**Secção de texto**
Registo
Foto Exigem-se mudanças na lei para animais de companhia

O jornal Sol publicou hoje uma notícia que espelha bem a necessidade de mudar as leis para os animais de companhia. Os maus tratos e abandono de animais de companhia são o “pão-nosso de cada dia” para veterinários e associações de defesa dos seus direitos. Esperava-se que a solução passasse pela nova proposta do Código do Animal de Companhia apresentada há algumas semanas atrás, no entanto, esta revelou ser mais uma regressão do que uma solução para o problema.

A criminalização dos maus tratos e do abandono era, aliás, uma das questões “prioritárias” a serem resolvidas por uma nova legislação, defende a bastonária da Ordem dos Veterinários. Laurentina Pedroso esperava que o novo Código “melhorasse de facto as condições de bem-estar dos animais”. Mas os problemas e omissões da lei continuam por resolver, alertam a bastonária e activistas.

Câmaras recebem queixas todos os dias

Em Sintra, Alexandra Pereira, a veterinária municipal conta ao SOL que “todos os dias há situações de abuso” que são denunciadas. Mas os profissionais da Câmara pouco podem fazer. “Não tenho lei que me dê margem para intervir”, explica a veterinária, acrescentando que “é comum haver pessoas que deixam os cães o dia inteiro fechados em varandas exíguas, sem protecção e sem alimento”.

A falta de educação no que toca ao tratamento dos animais (muito por culpa de como a lei os vê) vai desde os particulares até aqueles que fazem negócio com eles – os chamados “criadeiros”. Isto expressasse não só no aumento da taxa de abandono como no aumento do número de animais que dá entrada nos canis municipais. Por exemplo, o canil de Sintra recebe por ano cerca de três mil animais. “O mais frustrante”, confessa Alexandra Pereira, “é reabilitar um animal e, no caso de ter chip, sermos obrigados a devolvê-lo ao dono que o abandonou ou maltratou”.

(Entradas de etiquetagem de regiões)
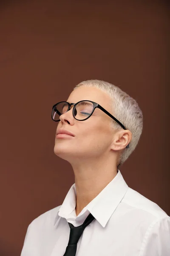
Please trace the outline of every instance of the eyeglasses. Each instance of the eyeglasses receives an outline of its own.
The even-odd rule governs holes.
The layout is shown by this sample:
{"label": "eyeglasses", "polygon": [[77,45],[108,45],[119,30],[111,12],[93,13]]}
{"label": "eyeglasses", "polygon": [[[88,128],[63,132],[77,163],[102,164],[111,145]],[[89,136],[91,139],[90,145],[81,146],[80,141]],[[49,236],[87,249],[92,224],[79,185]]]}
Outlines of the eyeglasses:
{"label": "eyeglasses", "polygon": [[[125,126],[117,119],[103,108],[102,106],[91,100],[81,100],[76,103],[69,103],[64,101],[58,102],[52,107],[51,118],[53,121],[55,122],[60,121],[60,116],[69,111],[71,105],[74,106],[73,108],[73,115],[76,120],[78,121],[87,120],[91,116],[95,108],[98,108],[116,121],[124,130],[126,130]],[[128,145],[126,148],[128,148],[129,145]]]}

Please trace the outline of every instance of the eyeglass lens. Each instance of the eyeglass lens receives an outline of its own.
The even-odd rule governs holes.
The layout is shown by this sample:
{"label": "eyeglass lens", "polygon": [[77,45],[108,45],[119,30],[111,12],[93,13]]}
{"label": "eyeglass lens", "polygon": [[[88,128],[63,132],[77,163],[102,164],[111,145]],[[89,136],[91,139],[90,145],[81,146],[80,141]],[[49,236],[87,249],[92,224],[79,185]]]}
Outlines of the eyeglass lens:
{"label": "eyeglass lens", "polygon": [[[94,105],[92,102],[85,101],[81,102],[76,105],[73,114],[78,120],[83,120],[90,115],[93,108]],[[60,116],[65,113],[68,108],[68,105],[66,102],[57,104],[52,111],[53,119],[55,121],[60,121]]]}

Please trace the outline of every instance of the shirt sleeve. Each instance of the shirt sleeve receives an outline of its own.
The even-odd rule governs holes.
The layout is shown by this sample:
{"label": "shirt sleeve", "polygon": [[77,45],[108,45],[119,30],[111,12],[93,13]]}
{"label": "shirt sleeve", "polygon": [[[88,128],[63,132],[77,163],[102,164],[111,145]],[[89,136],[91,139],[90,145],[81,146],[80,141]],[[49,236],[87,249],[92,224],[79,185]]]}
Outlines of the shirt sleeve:
{"label": "shirt sleeve", "polygon": [[148,227],[139,256],[170,256],[170,217],[154,221]]}

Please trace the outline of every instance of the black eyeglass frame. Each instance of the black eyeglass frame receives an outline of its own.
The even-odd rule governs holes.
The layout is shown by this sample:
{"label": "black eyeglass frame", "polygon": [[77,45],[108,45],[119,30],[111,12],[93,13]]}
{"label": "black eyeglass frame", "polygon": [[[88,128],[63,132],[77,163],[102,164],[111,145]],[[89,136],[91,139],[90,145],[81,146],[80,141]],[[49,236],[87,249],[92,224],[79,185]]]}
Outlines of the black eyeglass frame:
{"label": "black eyeglass frame", "polygon": [[[87,101],[87,102],[91,102],[92,103],[93,103],[93,109],[91,112],[91,114],[90,115],[90,116],[88,116],[86,118],[85,118],[85,119],[83,119],[83,120],[79,120],[78,119],[77,119],[76,118],[76,117],[74,116],[74,110],[75,110],[75,108],[76,107],[76,105],[77,105],[78,103],[79,103],[79,102],[83,102],[83,101]],[[54,121],[54,122],[59,122],[60,120],[54,120],[52,117],[52,111],[53,110],[53,109],[58,104],[59,104],[59,103],[61,103],[62,102],[66,102],[68,104],[68,109],[67,111],[66,112],[68,112],[68,111],[69,111],[69,110],[70,110],[71,108],[70,107],[72,105],[74,105],[74,107],[73,108],[73,112],[72,112],[72,113],[73,113],[73,116],[74,117],[74,118],[75,118],[75,119],[76,119],[76,120],[77,120],[78,121],[85,121],[85,120],[87,120],[87,119],[88,119],[88,118],[89,118],[89,117],[90,117],[92,115],[92,114],[93,114],[93,112],[94,112],[95,109],[97,108],[99,108],[99,109],[100,109],[101,110],[102,110],[102,111],[103,111],[107,115],[108,115],[108,116],[110,116],[110,117],[111,117],[111,118],[112,118],[112,119],[113,119],[113,120],[114,120],[116,122],[117,122],[119,125],[120,125],[124,129],[124,130],[127,130],[127,129],[126,129],[126,128],[125,128],[125,127],[124,126],[124,125],[123,125],[122,124],[122,123],[120,122],[119,122],[119,120],[118,120],[117,119],[116,119],[116,117],[115,117],[114,116],[112,116],[112,115],[111,115],[110,113],[109,113],[109,112],[108,112],[108,111],[107,111],[107,110],[106,110],[105,109],[105,108],[104,108],[102,107],[102,106],[101,106],[100,105],[99,105],[99,104],[98,104],[98,103],[96,103],[96,102],[95,102],[93,101],[92,101],[91,100],[86,100],[86,99],[84,99],[83,100],[81,100],[79,102],[77,102],[76,103],[69,103],[69,102],[65,102],[65,101],[62,101],[62,102],[58,102],[57,103],[56,103],[56,104],[55,104],[54,105],[54,106],[53,106],[53,107],[52,108],[52,112],[51,112],[51,118],[52,119],[52,120],[53,121]],[[55,112],[57,112],[55,111]],[[60,112],[59,112],[60,113]],[[58,113],[58,114],[59,115],[59,116],[61,116],[62,114],[60,114],[60,113]],[[126,148],[129,148],[129,145],[128,145],[127,146],[126,146]]]}

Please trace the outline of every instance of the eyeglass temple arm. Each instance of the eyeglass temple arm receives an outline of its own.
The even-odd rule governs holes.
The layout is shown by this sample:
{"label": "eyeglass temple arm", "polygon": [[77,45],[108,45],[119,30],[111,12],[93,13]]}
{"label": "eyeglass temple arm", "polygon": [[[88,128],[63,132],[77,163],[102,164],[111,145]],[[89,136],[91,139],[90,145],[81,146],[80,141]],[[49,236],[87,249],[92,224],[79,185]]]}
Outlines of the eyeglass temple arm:
{"label": "eyeglass temple arm", "polygon": [[[106,110],[104,108],[102,108],[102,106],[100,106],[99,105],[98,105],[98,106],[99,107],[99,108],[100,108],[100,109],[101,110],[102,110],[102,111],[103,111],[103,112],[104,112],[105,113],[106,113],[106,114],[107,114],[107,115],[108,115],[108,116],[109,116],[110,117],[111,117],[111,118],[112,118],[112,119],[113,119],[115,121],[116,121],[116,122],[119,125],[120,125],[121,126],[122,126],[122,127],[124,129],[124,130],[127,130],[126,129],[126,128],[125,128],[125,127],[124,126],[124,125],[123,125],[122,124],[122,123],[120,122],[119,122],[119,120],[118,120],[117,119],[116,119],[116,117],[115,117],[114,116],[112,116],[112,115],[111,115],[111,114],[109,112],[108,112],[107,111],[107,110]],[[126,148],[129,148],[129,145],[128,145],[126,146]]]}

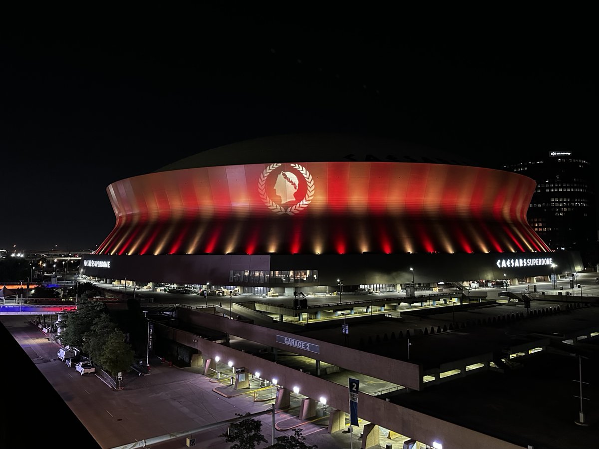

**Objetivos**
1: Indique se cada afirmação concorda com o texto sobre a lei dos animais de companhia, respondendo sim ou não e citando as palavras do texto que o decidem: (a) O canil de Sintra recebe por ano cerca de três mil animais. (b) A nova proposta do Código do Animal de Companhia revelou ser uma solução para o problema. (c) A veterinária municipal de Sintra afirma ter lei que lhe dá margem para intervir.
2: Prossiga o texto sobre a lei dos animais de companhia a partir do ponto em que termina.

**Resultados esperados**
1:
(a) Sim: «o canil de Sintra recebe por ano cerca de três mil animais».
(b) Não: «esta revelou ser mais uma regressão do que uma solução para o problema».
(c) Não: «Não tenho lei que me dê margem para intervir».

2:
Coimas aplicadas compensam

Segundo a lei, no pior dos cenários, os autores deste tipo de maus tratos são sujeitos a uma multa mínima de 500 euros. Daí que “compense aos donos pagar as multas”, sublinha a bastonária Laurentina Pedroso: “Muitas vezes, os 500 euros já estão previstos na contabilização e o negócio continua a ser rentável. Nada os inibe de continuar a fazer o mesmo”.

“Em qualquer país civilizado, os maus tratos a animais podem ser punidos com penas de prisão. Portugal é dos poucos países em que não existe criminalização destes actos”, sublinha a bastonária, que defende alterações ao Código Civil e ao Código Penal que classifiquem os animais como “seres sencientes” (que sentem dor).

Condições para manter animais não estão asseguradas

“A questão não está no número de animais em casa. Há pessoas que não devem ter sequer um” - insiste Laurentina Pedroso, considerando que a lei deve antes “acautelar as condições em que os animais são mantidos” e os antecedentes dos donos. 

Olinda Dias, que trabalha em direitos dos animais há mais de 15 anos, conhece “demasiado bem” as condições a que, por vezes, são sujeitos cães e gatos. Há alguns anos, a activista deparou-se com um cenário “horrível” quando abriu a porta de uma vivenda, na zona de Torres Vedras. Mais de 60 cães sobreviviam sozinhos, fechados, entre fezes, urina e restos mortais dos companheiros que ainda não tinham devorado. “A casa tinha sido abandonada pelos donos há anos e os cães, famintos, alimentavam-se uns dos outros. Também se reproduziam e, enquanto as cadelas pariam, os outros cães esperavam para comer os recém-nascidos”, lembra.

Maria do Céu Sampaio, a responsável da Liga Portuguesa dos Direitos do Animal (LPDA) defende que o dinheiro das licenças para ter um cão - o único animal para o qual são exigidas - deve ser investido em campanhas de esterilização: “Há, como é óbvio, muitas pessoas em situação ilegal, simplesmente porque não têm dinheiro. Aliás, temos cada vez mais situações em que damos comida aos animais para que os donos consigam mantê-los”.

Queixas de vizinhos

Só até Junho, a GNR recebeu 578 denúncias por falta de higiene e ruído causado por animais de companhia. Em 2012, foram 978. Os números ficam, porém, muito aquém da realidade, uma vez que a maioria das queixas é feita em centros urbanos, da responsabilidade da PSP, que não tem esta contabilização.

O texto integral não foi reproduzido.